Scale the data from the line containing "Target: blue sedan car" through the line containing "(1101, 681)" by repeating every line in that stretch, requests included, with each answer coordinate multiplied by 2.25 and rounded to a whole number, halves rounded up. Return only that stretch, and leave out the pictures.
########################################
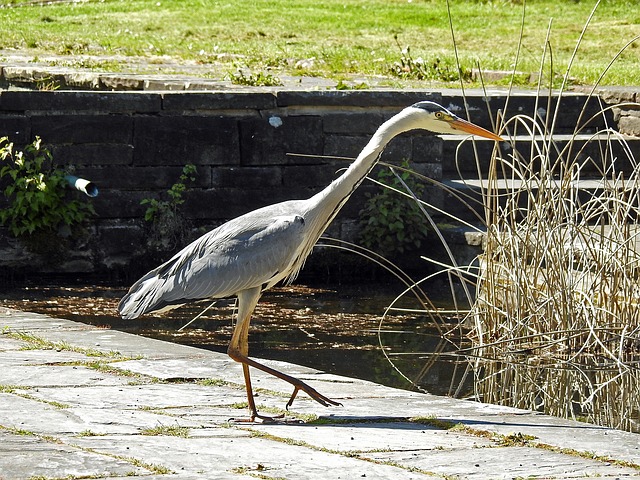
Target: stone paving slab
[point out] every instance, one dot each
(160, 411)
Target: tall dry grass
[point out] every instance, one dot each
(554, 322)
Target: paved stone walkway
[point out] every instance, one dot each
(82, 402)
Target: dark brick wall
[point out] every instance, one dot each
(133, 146)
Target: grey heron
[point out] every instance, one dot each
(253, 252)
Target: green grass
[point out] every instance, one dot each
(347, 37)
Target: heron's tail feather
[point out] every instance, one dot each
(145, 296)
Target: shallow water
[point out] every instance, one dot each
(334, 329)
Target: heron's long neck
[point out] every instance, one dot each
(325, 205)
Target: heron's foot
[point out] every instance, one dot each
(255, 417)
(313, 393)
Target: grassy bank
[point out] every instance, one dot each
(338, 39)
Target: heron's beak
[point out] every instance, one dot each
(473, 129)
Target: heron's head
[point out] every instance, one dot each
(438, 119)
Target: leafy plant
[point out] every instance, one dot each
(259, 79)
(391, 223)
(168, 225)
(39, 201)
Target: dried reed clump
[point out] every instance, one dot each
(556, 323)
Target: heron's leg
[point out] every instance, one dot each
(239, 351)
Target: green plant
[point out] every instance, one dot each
(168, 225)
(39, 202)
(259, 79)
(391, 223)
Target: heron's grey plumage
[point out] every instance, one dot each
(255, 249)
(253, 252)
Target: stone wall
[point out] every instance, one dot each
(133, 146)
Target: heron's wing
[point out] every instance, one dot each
(246, 252)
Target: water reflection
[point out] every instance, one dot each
(331, 329)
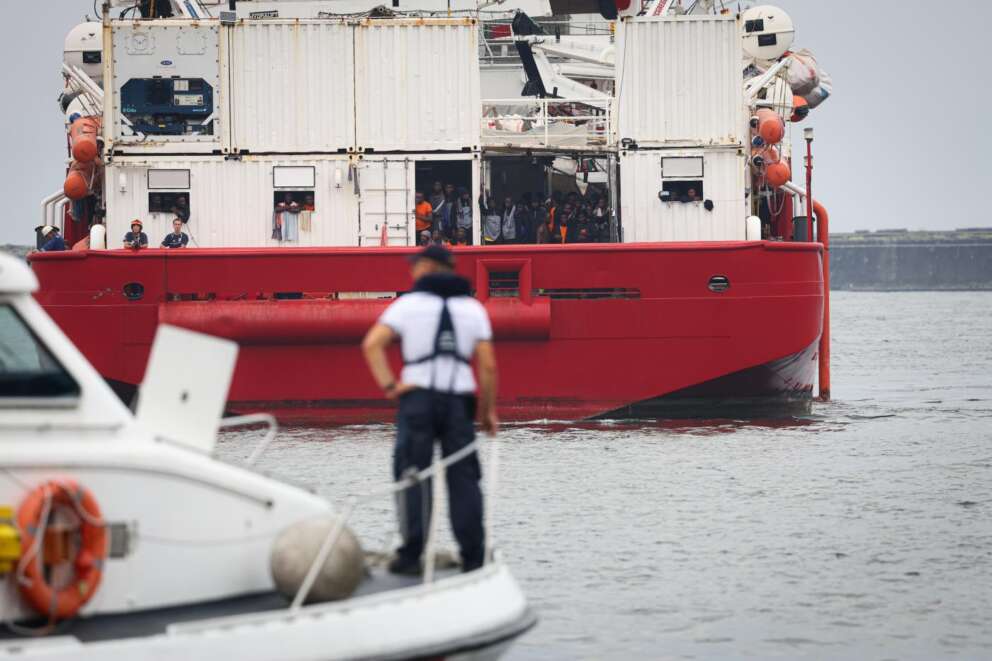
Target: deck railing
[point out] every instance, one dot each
(546, 123)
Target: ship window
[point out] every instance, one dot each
(165, 202)
(682, 167)
(303, 198)
(27, 369)
(294, 176)
(690, 190)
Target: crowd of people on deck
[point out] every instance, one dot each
(444, 217)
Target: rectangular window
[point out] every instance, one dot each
(679, 167)
(293, 176)
(168, 203)
(168, 179)
(682, 191)
(27, 369)
(304, 199)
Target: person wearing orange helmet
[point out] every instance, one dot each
(136, 239)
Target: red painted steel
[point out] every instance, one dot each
(590, 329)
(823, 236)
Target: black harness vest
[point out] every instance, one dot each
(444, 286)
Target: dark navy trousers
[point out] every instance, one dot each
(424, 417)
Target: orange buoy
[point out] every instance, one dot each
(771, 128)
(778, 173)
(800, 109)
(86, 560)
(83, 135)
(79, 182)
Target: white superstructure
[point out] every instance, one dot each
(349, 112)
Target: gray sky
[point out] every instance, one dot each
(899, 144)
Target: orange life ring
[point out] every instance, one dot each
(87, 561)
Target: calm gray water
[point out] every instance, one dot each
(864, 532)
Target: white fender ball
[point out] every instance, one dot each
(297, 546)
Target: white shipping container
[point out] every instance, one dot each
(231, 201)
(417, 85)
(292, 86)
(645, 217)
(156, 69)
(680, 81)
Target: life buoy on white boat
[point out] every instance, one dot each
(86, 560)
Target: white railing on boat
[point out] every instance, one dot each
(436, 473)
(546, 123)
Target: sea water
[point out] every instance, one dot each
(861, 532)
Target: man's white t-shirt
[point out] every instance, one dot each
(415, 317)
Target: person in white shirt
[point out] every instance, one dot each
(441, 328)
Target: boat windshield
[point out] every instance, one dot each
(27, 368)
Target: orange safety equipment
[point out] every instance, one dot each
(87, 562)
(83, 135)
(771, 128)
(79, 182)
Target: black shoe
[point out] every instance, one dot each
(405, 567)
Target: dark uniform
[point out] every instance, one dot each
(439, 324)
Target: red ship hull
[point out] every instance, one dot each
(585, 331)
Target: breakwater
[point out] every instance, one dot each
(901, 260)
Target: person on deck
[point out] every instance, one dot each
(463, 213)
(176, 238)
(136, 239)
(181, 208)
(508, 223)
(441, 328)
(53, 239)
(422, 212)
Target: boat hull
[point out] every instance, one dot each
(617, 331)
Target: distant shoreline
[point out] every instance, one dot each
(888, 260)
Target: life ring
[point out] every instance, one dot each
(87, 561)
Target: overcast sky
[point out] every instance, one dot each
(899, 144)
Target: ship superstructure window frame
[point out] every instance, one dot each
(294, 177)
(48, 384)
(167, 179)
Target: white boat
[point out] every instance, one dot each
(162, 550)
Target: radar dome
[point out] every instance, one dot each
(84, 49)
(768, 32)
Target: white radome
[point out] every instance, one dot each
(768, 32)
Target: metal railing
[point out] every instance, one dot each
(435, 471)
(546, 123)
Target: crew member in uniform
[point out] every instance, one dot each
(441, 328)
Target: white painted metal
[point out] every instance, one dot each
(165, 48)
(417, 85)
(199, 530)
(168, 179)
(185, 388)
(647, 218)
(386, 189)
(292, 86)
(231, 201)
(680, 82)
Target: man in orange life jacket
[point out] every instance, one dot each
(441, 327)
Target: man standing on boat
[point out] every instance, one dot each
(441, 328)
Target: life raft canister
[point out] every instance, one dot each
(87, 561)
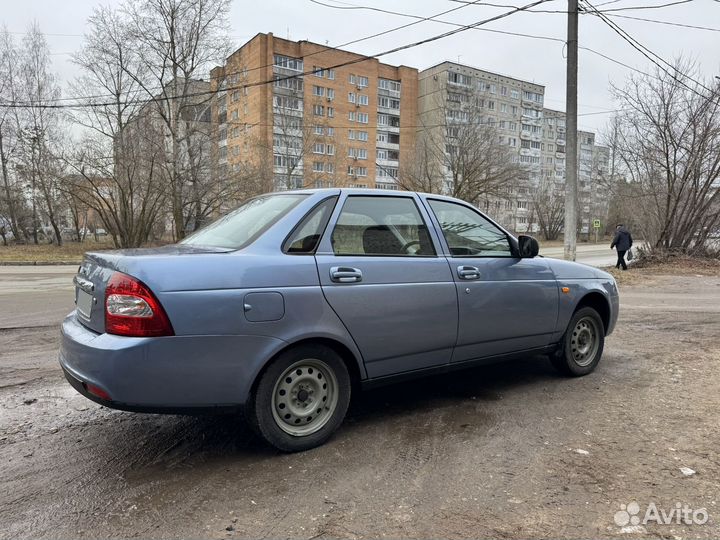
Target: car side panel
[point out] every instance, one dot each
(580, 288)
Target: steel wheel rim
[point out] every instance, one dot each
(584, 341)
(305, 397)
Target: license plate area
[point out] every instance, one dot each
(84, 303)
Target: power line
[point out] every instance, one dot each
(681, 25)
(51, 105)
(611, 10)
(647, 52)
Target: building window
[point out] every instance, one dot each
(459, 78)
(392, 86)
(387, 172)
(286, 62)
(287, 102)
(457, 98)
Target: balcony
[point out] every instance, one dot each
(387, 145)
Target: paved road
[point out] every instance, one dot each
(35, 295)
(599, 255)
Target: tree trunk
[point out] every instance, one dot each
(10, 203)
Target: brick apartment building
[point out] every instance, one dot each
(313, 115)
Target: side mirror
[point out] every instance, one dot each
(529, 247)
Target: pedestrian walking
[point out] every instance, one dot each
(622, 242)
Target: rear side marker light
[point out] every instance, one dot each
(131, 309)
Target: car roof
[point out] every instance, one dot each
(366, 191)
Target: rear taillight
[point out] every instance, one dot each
(131, 309)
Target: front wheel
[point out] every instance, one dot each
(301, 399)
(582, 344)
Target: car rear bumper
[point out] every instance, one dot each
(164, 374)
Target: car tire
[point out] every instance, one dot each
(581, 346)
(301, 398)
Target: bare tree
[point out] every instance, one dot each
(11, 196)
(669, 147)
(117, 168)
(176, 42)
(40, 130)
(463, 157)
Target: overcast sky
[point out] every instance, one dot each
(64, 22)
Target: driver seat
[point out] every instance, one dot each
(380, 240)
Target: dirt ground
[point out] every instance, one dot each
(508, 451)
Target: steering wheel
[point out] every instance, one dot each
(410, 244)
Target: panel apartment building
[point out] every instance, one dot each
(535, 135)
(316, 116)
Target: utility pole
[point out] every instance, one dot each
(571, 134)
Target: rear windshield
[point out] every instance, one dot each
(242, 226)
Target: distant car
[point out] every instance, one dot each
(283, 306)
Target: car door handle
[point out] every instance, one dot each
(468, 272)
(345, 274)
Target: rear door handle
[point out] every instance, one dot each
(345, 274)
(468, 272)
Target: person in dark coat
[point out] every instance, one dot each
(622, 242)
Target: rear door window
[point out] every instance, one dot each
(381, 226)
(468, 233)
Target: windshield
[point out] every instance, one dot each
(241, 227)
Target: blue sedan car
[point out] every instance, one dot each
(285, 305)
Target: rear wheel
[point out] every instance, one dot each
(301, 399)
(582, 344)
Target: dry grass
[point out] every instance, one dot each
(71, 252)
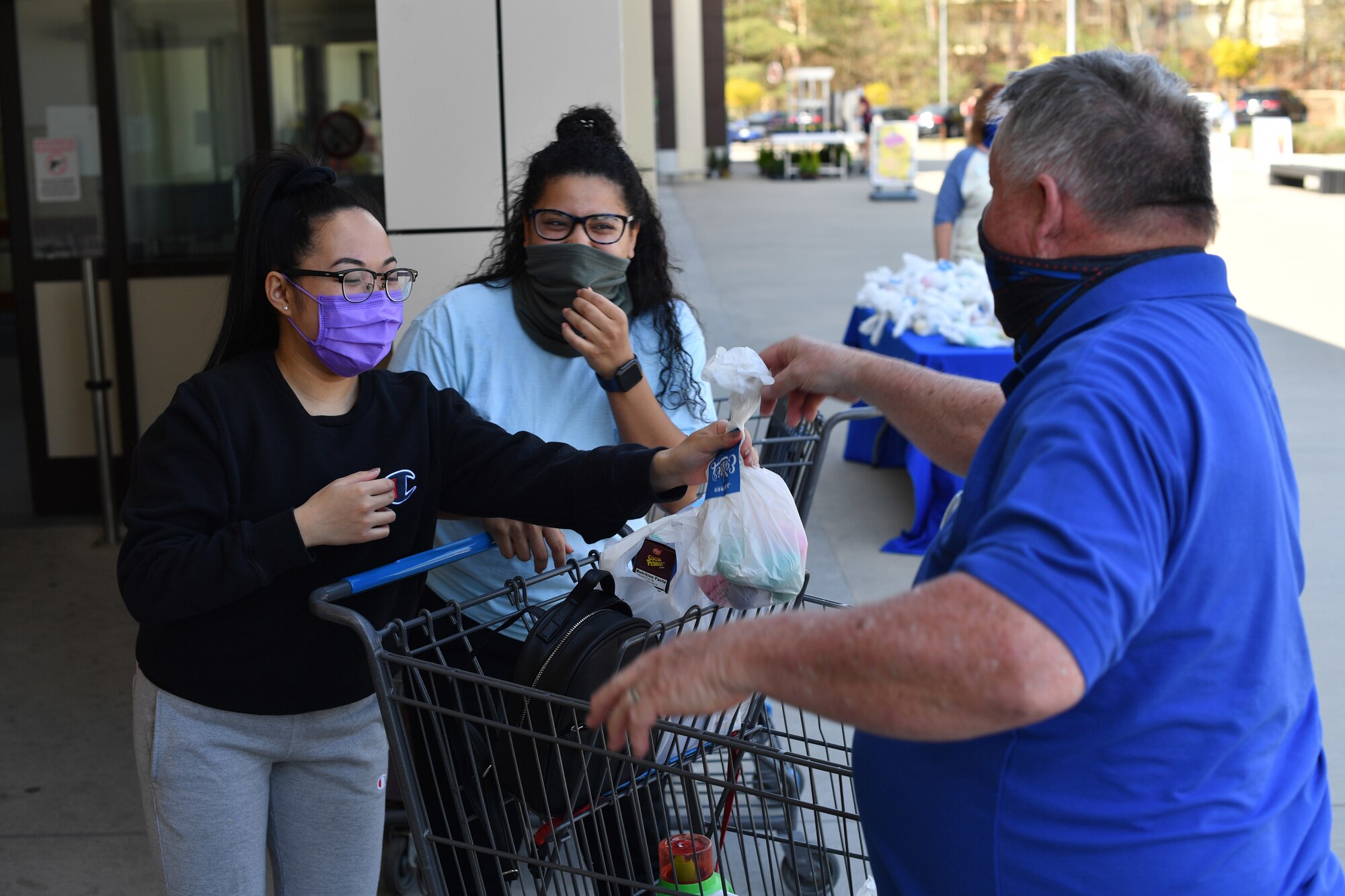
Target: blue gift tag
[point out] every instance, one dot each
(726, 474)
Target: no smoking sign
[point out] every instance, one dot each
(57, 162)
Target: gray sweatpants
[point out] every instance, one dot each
(223, 788)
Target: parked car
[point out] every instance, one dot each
(1219, 115)
(937, 116)
(758, 126)
(894, 114)
(1270, 101)
(806, 119)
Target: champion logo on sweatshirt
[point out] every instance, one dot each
(406, 483)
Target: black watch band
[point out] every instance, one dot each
(626, 378)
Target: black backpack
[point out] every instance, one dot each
(574, 649)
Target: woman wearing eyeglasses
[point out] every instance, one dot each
(572, 330)
(286, 464)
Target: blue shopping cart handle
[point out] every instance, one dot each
(408, 567)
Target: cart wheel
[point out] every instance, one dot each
(400, 865)
(808, 870)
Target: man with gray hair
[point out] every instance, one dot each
(1101, 681)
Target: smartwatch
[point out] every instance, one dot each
(626, 377)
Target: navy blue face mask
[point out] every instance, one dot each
(1031, 294)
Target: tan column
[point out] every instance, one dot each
(689, 79)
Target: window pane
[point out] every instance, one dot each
(325, 85)
(60, 128)
(184, 95)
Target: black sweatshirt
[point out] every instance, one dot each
(215, 568)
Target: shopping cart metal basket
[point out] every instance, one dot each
(797, 452)
(769, 788)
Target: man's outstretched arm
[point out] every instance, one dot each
(950, 659)
(944, 416)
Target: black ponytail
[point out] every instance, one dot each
(588, 143)
(286, 200)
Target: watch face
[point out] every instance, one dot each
(629, 374)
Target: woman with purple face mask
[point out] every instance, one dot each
(291, 462)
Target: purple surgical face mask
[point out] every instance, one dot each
(353, 335)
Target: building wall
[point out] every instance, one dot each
(477, 88)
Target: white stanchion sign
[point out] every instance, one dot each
(1273, 140)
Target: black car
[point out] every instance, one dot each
(1269, 101)
(894, 114)
(934, 118)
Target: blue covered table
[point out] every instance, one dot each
(876, 443)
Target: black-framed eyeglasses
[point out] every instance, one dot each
(358, 284)
(556, 225)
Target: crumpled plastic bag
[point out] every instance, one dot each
(743, 546)
(664, 588)
(742, 373)
(751, 532)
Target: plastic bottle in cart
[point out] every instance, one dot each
(687, 862)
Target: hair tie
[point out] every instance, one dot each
(310, 177)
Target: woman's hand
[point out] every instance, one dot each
(599, 331)
(349, 510)
(687, 464)
(527, 541)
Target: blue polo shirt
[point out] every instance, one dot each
(1136, 495)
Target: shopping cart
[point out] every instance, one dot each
(769, 790)
(797, 452)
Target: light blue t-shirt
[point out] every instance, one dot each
(471, 341)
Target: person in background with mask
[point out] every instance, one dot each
(571, 330)
(966, 189)
(1101, 682)
(286, 464)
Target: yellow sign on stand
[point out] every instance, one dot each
(892, 150)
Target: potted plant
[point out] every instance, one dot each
(810, 166)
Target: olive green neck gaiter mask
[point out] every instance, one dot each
(549, 282)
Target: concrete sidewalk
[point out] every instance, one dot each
(763, 260)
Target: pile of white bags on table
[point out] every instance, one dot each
(933, 298)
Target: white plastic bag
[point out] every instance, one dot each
(648, 594)
(743, 548)
(751, 532)
(654, 571)
(743, 373)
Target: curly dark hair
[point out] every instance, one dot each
(588, 143)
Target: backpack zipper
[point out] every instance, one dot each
(549, 658)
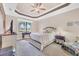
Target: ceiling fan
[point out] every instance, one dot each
(37, 7)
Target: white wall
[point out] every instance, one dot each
(61, 21)
(1, 23)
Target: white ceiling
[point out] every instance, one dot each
(26, 7)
########################################
Expected answer ->
Target: blue sedan car
[point out] every instance, one dot each
(641, 686)
Target: rear wheel
[point out] every instance, one dot each
(677, 898)
(1310, 774)
Target: dry grass
[point out] every instance, one dot each
(160, 567)
Target: blue gift tag
[point out] every instance, one dot each
(1634, 1067)
Target: no smoking sign
[point out] every instance, one dot each
(128, 365)
Target: gray sweatpants
[point out] every instance, one dot each
(502, 1773)
Target: parked car
[point out] every instance, one dot each
(2743, 259)
(2108, 261)
(1706, 284)
(2012, 257)
(2858, 227)
(1814, 268)
Target: champion logo on sweatshirt
[point out] every instance, one dot each
(914, 1087)
Target: black watch band
[point out] every instance, one dot each
(1409, 851)
Target: black backpack
[point out] every instance, one dot each
(1292, 1460)
Target: woman wearing eyeglasses
[point out] every instance, one dot each
(1287, 743)
(644, 1044)
Target: blue shopping cart handle
[point out] every instance, one dot each
(918, 1276)
Target: cart wheel
[point out] every instance, one dot each
(900, 1946)
(1818, 1958)
Target: man with gray hair
[point out] every instance, one dot each
(2477, 1532)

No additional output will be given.